- Written task -
Determine how many of the lines below contain the word "yellow", with uppercase and lowercase letters treated as distinct, and reply with that number alone.

- Available records -
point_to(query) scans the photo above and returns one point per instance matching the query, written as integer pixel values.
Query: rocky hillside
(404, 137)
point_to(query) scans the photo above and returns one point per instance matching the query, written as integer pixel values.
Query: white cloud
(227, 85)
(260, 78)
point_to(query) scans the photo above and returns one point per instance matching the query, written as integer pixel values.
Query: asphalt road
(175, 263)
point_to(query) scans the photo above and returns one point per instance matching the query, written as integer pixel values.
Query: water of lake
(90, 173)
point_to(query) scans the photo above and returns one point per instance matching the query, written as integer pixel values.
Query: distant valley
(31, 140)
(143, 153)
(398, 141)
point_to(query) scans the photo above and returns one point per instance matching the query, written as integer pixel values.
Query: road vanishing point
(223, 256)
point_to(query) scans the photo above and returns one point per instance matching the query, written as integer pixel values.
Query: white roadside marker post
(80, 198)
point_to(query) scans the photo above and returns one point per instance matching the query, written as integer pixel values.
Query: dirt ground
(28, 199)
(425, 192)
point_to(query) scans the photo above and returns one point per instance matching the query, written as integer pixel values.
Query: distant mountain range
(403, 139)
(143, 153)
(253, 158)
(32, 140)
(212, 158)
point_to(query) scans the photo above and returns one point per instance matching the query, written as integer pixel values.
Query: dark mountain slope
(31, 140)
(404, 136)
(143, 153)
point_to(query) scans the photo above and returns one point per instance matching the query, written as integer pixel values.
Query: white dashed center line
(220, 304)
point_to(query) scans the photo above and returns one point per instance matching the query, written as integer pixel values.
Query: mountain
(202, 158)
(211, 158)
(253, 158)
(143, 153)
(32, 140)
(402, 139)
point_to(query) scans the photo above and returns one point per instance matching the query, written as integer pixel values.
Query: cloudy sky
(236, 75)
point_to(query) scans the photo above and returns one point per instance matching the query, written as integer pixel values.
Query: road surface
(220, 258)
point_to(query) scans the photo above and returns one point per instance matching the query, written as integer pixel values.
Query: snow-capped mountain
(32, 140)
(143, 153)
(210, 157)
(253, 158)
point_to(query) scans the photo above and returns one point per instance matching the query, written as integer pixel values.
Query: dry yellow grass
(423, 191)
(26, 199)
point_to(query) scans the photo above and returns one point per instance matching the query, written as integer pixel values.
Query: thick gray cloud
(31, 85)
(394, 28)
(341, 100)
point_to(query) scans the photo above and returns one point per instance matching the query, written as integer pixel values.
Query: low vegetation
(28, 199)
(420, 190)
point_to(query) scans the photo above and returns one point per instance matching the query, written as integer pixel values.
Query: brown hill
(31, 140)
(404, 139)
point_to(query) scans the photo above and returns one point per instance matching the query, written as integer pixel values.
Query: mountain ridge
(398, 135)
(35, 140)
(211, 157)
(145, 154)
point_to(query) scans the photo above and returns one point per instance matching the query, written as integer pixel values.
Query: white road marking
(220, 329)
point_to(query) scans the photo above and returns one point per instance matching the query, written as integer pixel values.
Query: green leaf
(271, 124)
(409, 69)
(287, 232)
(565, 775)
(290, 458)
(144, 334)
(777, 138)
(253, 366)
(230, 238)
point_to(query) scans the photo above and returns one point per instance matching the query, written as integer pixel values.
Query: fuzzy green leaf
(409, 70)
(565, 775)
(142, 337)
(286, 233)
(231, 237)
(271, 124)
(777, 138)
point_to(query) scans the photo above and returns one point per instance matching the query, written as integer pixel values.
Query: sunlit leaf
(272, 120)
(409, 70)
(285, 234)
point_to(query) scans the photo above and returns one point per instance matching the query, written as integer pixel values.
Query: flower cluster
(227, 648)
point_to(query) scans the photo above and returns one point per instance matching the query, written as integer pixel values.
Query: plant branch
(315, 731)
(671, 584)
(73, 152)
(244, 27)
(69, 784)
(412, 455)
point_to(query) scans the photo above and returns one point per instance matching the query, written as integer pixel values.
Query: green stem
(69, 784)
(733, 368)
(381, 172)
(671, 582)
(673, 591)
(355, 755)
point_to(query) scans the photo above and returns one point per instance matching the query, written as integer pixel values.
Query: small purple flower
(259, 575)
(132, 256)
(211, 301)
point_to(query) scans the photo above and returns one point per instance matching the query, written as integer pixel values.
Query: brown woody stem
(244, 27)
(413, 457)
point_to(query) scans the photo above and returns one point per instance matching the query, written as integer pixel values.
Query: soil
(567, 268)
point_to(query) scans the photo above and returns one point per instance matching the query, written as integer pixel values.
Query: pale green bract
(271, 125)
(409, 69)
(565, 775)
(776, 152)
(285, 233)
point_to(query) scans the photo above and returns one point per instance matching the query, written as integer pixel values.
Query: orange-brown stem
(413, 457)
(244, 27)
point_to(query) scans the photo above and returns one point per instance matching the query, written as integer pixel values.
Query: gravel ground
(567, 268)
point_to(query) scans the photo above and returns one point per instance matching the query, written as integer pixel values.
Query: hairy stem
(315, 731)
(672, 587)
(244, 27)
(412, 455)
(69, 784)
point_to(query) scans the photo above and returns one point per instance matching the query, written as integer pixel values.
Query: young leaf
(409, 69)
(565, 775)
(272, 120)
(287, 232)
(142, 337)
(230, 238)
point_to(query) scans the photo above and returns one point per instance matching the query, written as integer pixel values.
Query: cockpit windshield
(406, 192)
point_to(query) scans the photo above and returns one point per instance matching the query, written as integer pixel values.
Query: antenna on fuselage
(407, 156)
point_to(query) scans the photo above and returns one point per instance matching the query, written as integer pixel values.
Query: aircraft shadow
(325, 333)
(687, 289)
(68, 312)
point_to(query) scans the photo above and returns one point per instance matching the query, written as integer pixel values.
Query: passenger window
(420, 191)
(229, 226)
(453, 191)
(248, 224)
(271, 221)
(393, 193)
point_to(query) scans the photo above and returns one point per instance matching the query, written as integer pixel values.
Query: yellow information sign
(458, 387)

- Correct response -
2